### 記述問題
以下の一覧にある「one per line」をすべて「each on its own line」に置き換えて書き直す。それ以外の部分は一切変えない。

[データセットに含まれるレコード]
⁂

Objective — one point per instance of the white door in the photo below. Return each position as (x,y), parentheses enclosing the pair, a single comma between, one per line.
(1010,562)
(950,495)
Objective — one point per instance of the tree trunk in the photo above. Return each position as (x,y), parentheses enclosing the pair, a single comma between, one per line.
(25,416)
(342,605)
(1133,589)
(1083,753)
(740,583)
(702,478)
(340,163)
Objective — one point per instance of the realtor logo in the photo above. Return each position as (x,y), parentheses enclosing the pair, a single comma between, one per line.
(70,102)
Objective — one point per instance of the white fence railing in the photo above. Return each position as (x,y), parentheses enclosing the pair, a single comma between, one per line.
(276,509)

⁂

### 問題の解答
Objective — one point per instance of the white door in the photo below. Return each position as (x,y), parentheses enclosing the pair, a single comma between, each on its own line.
(1010,562)
(950,495)
Objective — one point per instance of the tree trunk in the photo above. Return each position as (x,y), parentheses enclosing the pair, a single comma between, each on its own line.
(25,416)
(342,605)
(1133,589)
(1083,753)
(740,583)
(702,478)
(340,163)
Objective — one point per instance of the realtor logo in the photo above. Return each position as (x,y), parentheses enclosing the pair, a single comma between, each on its own line.
(70,102)
Objective — one point per instance of the white fence railing in the photo above. Return each position as (x,y), parentheses enclosing the pair, a single comma between, each on its own line.
(276,509)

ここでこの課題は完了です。